* [What is required] Repeat the whole listing exactly as written.

* [Excerpted records]
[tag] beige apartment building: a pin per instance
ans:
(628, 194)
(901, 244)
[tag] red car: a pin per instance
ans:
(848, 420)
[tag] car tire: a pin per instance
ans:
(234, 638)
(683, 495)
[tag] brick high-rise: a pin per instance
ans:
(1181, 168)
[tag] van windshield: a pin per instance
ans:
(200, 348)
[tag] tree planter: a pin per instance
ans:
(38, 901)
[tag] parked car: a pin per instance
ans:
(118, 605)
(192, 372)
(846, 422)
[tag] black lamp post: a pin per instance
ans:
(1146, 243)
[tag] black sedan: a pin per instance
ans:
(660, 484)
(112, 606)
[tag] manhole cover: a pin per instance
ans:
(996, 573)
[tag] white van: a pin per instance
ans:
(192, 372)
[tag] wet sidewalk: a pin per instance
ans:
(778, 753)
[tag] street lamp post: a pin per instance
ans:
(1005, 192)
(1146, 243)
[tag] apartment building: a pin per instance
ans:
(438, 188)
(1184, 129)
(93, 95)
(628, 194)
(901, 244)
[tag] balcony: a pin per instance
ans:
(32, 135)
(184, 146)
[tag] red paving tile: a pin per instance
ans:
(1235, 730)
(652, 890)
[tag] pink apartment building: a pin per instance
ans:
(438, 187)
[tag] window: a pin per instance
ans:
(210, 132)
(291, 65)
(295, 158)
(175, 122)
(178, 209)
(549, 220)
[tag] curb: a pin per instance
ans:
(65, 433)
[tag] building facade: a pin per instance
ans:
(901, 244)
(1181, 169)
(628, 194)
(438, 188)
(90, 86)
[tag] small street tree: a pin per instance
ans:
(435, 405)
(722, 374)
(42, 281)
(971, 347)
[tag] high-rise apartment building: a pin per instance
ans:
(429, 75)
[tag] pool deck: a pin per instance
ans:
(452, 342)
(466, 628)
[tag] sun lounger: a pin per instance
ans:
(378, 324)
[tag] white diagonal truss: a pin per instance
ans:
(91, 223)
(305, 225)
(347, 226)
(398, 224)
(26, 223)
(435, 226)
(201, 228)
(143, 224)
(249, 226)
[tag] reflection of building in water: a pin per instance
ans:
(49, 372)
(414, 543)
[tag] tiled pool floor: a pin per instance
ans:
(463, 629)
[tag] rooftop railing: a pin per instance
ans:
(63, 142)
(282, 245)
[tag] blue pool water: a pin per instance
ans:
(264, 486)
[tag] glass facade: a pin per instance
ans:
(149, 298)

* [Output]
[tag] beige apartment building: a pin per instance
ans:
(628, 194)
(901, 244)
[tag] red car: a pin per instance
ans:
(848, 420)
[tag] car tire: a pin per instance
ans:
(234, 638)
(683, 495)
[tag] brick high-rise: a pin per instance
ans:
(1181, 168)
[tag] van windshield: a pin per instance
ans:
(200, 348)
[tag] tree planter: a pin per instance
ans:
(38, 901)
[tag] parked car: a pin per instance
ans:
(118, 605)
(192, 372)
(846, 422)
[tag] black lamp post: a pin per instance
ans:
(1146, 243)
[tag] black sedan: a pin per instance
ans:
(660, 484)
(112, 606)
[tag] manhole cover: a pin per instance
ans:
(996, 573)
[tag] white van: a pin per instance
ans:
(192, 372)
[tag] wet sidewalk: a pin per instance
ans:
(778, 753)
[tag] street lamp post: a pin per instance
ans:
(1005, 192)
(1146, 243)
[tag] apartment building: a pin per instance
ans:
(438, 188)
(1184, 129)
(93, 95)
(628, 194)
(901, 244)
[tag] balcony: a pin per instance
ans:
(32, 135)
(184, 146)
[tag] red paving tile: a pin per instance
ans:
(1235, 730)
(652, 890)
[tag] pink apartment building: a pin per instance
ans:
(438, 187)
[tag] window: a pin per instance
ans:
(210, 132)
(291, 65)
(295, 158)
(175, 122)
(178, 209)
(549, 220)
[tag] curb: a pin per instance
ans:
(65, 433)
[tag] building facade: a pin per instance
ans:
(901, 244)
(1181, 169)
(628, 194)
(438, 188)
(90, 86)
[tag] small street tree: a pin per instance
ans:
(435, 405)
(722, 374)
(42, 281)
(971, 347)
[tag] high-rise apartment building: a pin per instance
ans:
(429, 75)
[tag] pool deck: a pin per instance
ans:
(452, 342)
(466, 628)
[tag] sun lounger: a pin per instance
ans:
(378, 324)
[tag] white diagonal truss: a pin per instance
ans:
(91, 223)
(305, 225)
(347, 226)
(398, 224)
(26, 223)
(435, 226)
(201, 228)
(143, 224)
(249, 226)
[tag] reflection of building in water: a pin per instance
ans:
(49, 372)
(414, 543)
[tag] tiled pool floor: a pin per instance
ans:
(463, 629)
[tag] rooftop railing: a pin per instance
ans:
(63, 142)
(282, 245)
[tag] blue pool water: a pin per instance
ans:
(264, 486)
[tag] glass facade: a pin per instance
ans:
(149, 298)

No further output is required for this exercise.